* **TASK GOAL**
What is needed is the full set of records, word for word, with no pictures.

Stored data entries

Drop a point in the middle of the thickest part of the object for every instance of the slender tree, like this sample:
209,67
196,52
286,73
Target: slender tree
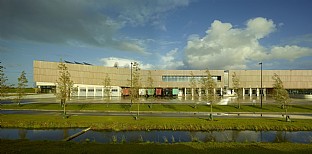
64,85
237,88
21,85
136,85
209,85
107,88
3,79
280,94
193,85
150,86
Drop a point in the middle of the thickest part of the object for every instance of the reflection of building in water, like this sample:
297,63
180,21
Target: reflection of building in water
89,80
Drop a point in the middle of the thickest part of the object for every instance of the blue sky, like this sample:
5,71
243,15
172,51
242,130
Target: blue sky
159,34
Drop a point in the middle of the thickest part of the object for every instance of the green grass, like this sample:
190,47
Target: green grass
119,123
24,146
162,107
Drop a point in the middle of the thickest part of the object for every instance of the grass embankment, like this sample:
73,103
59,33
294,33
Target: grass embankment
118,123
24,146
162,107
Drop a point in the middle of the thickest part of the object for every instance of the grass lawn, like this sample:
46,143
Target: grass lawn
24,146
163,107
118,123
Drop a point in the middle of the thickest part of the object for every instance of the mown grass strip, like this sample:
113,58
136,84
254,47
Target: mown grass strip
119,123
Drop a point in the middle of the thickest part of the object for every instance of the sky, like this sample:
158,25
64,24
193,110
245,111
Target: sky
158,34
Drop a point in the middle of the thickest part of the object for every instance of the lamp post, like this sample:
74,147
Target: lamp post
131,83
261,91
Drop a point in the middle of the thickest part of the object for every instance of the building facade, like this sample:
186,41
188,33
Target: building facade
89,80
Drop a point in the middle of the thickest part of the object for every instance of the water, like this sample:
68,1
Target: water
159,136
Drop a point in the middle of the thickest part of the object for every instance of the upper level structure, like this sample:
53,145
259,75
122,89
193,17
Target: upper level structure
46,74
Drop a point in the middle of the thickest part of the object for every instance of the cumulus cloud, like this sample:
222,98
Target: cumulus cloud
169,60
138,12
225,47
289,52
79,22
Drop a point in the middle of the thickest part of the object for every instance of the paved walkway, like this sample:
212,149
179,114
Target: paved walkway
161,113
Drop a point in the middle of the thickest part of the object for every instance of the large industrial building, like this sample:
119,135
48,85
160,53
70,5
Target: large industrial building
89,80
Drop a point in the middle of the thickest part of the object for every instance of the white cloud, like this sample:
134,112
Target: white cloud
260,27
289,52
225,47
82,23
169,61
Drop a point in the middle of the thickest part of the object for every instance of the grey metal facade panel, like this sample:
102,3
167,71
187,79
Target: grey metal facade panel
94,75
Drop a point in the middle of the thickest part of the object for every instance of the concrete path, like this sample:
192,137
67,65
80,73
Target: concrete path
161,113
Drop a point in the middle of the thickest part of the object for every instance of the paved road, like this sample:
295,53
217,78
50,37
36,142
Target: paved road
162,114
50,98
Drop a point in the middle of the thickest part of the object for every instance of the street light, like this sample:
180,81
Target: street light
131,83
261,91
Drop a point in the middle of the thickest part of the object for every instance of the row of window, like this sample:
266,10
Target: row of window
97,90
168,78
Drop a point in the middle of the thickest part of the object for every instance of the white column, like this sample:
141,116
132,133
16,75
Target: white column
221,91
192,92
86,91
102,91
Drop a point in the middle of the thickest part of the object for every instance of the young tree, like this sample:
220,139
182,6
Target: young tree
64,85
107,88
237,88
280,94
150,85
209,85
193,85
136,85
21,85
3,79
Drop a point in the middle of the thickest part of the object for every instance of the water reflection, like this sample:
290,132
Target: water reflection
160,136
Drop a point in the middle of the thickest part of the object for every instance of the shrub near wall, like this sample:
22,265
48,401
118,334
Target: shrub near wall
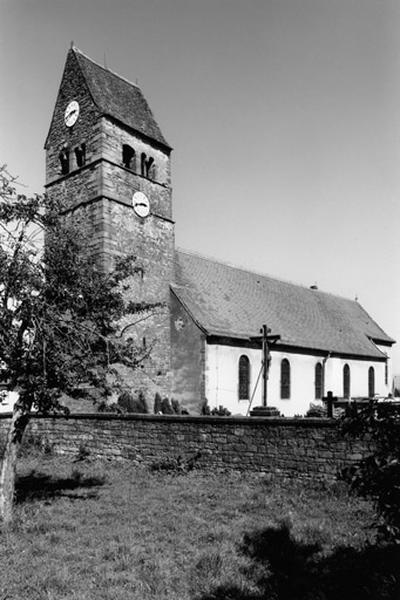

* **OUTPUT FOR THIS EXERCISE**
Drop a point in the middle of the thickest part of the object for every instance of the slender tree, like this sample:
209,67
196,52
286,73
Target: slender tree
64,85
237,88
21,85
136,85
209,85
107,88
3,79
280,94
193,85
150,86
Drop a point in the middle of the thickest part of the object for every instance of the reflection of building in water, like this sample:
297,63
180,21
Target: reflection of building in water
89,80
Drop a point in the middle of the thickest part of the object for every instance of the blue sky, like this sample:
5,71
243,15
172,51
242,130
Target: blue sky
159,34
Drop a point in the middle of the thickest part of the object for every instance of the green grass, like this sample:
190,47
Target: green grass
119,123
24,146
162,107
Drop a point in the middle of the thickest part of the object for every instance of the grass embankment, like this sample:
73,103
59,33
294,33
Target: grass embankment
118,123
24,146
162,107
Drop a point in the middle of the thickest part of the object for every instance of the grass lawn, like this sample:
46,143
Target: grass lawn
24,146
163,107
118,123
Drop a point in the middle of the thickest part of the object for every instance of the mown grass strip, like this sample:
113,58
136,84
254,47
Target: mown grass strip
119,123
Drop a point in the middle of the thickest part of the object for every instance of the sky, like this sample:
158,25
64,24
193,110
245,111
Target: sky
158,34
Drop a point in the middle of the thickest part of the object for every instance of the lamp post, like this sample:
74,147
Target: lamp post
131,83
261,91
Drop a point in the middle of the thickest part of the object for every instance of the building facade, like this sample:
186,41
188,33
Target: building facade
89,80
Drop a point in the middle of the thickest part of the object for every instance of the water, like this sample:
68,1
Target: water
159,136
Drop a point in the middle of the thickest part of the object for every instance of the upper level structure, like this sample:
53,145
259,75
122,89
193,17
Target: upper level structure
46,74
Drop a point in the middle of the thickest part of the object for every instance of the cumulus cloud, like this sample:
222,98
Target: cumulus cloud
169,60
138,12
225,47
289,52
79,22
Drop a point in the middle of the thickest part of the object for every instance of the paved walkway, like this sample:
212,149
179,114
Target: paved walkway
161,113
Drop a point in the middle of the thickest part of the object for every instance of the large industrial building, like this sample:
119,135
48,85
160,53
70,5
Target: large industrial building
89,80
Drop a point in the middle of the thickest part of the object for every instance of the white cloud, like this sample:
134,112
Target: white cloud
260,27
289,52
225,47
82,23
169,61
Drop a point in the middle of the thickest part of the object for every instance of the grey metal facade panel, like this sample:
102,3
167,71
187,79
Target: grey metal facade panel
94,75
Drop a point in the middle of the thickest part of the object for every instance of the concrete path, like this sample:
192,137
67,65
80,73
Target: concrete path
161,113
Drop a point in the middle of the thickest part of the object for every instance of the paved road, like this sample:
295,53
217,78
50,37
36,142
Target: paved road
162,114
50,98
Drop a point in the middle of the thickest part of the object for every instance of the street light, like this sample:
180,81
Target: street light
131,83
261,91
Drop a point in the middle of the thickest part of the object for every instance of the row of window, like this sample:
266,10
Target: row of window
97,90
168,78
Drop a point in the middle of the thickest part of the object for every instance of the white column, like this sample:
141,116
132,133
16,75
Target: white column
221,91
192,92
86,91
102,91
Drop a point in the middle of the thickest part of the object for every instance of the young tree, like this sample:
220,139
182,6
Target: young tree
64,85
107,88
237,88
280,94
150,85
209,85
193,85
136,85
21,85
3,79
Drop a point in the middle of the thickest part of the object for every instance of the water reflection, like this sample:
290,132
Target: water reflection
160,136
Drop a point in the middle of the thickest part of the object for every instance of the shrub near wall, like this sample:
22,265
48,401
118,334
Target: shrub near wall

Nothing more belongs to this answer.